── Input records ──
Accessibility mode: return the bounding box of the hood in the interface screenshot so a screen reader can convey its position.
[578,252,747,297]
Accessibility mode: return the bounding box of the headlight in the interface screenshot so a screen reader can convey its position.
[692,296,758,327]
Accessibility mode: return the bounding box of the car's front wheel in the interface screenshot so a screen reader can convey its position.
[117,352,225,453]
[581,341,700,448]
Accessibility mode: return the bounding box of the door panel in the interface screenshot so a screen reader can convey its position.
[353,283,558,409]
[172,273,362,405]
───
Given request
Could you switch "screen reader" to "voice assistant" throughout the rows above and write out every row again, leaving everything else as it is?

Reply
Accessibility mode: return the bounding box of the hood in the interface screenshot so a voice assistant can convey its position.
[578,252,747,297]
Accessibility mode: return the bounding box of the headlight in the interface screenshot so a voice assistant can convey its position.
[692,296,758,327]
Accessibility mode: return the bounding box of the car's front wheel in the interface screenshot so a voice assistant can convey its position.
[117,352,225,453]
[581,341,700,448]
Accessibility mode: return the bounding box of the door panel in the interface screenshot so a voice assistant can convey its position.
[353,283,558,409]
[172,273,362,405]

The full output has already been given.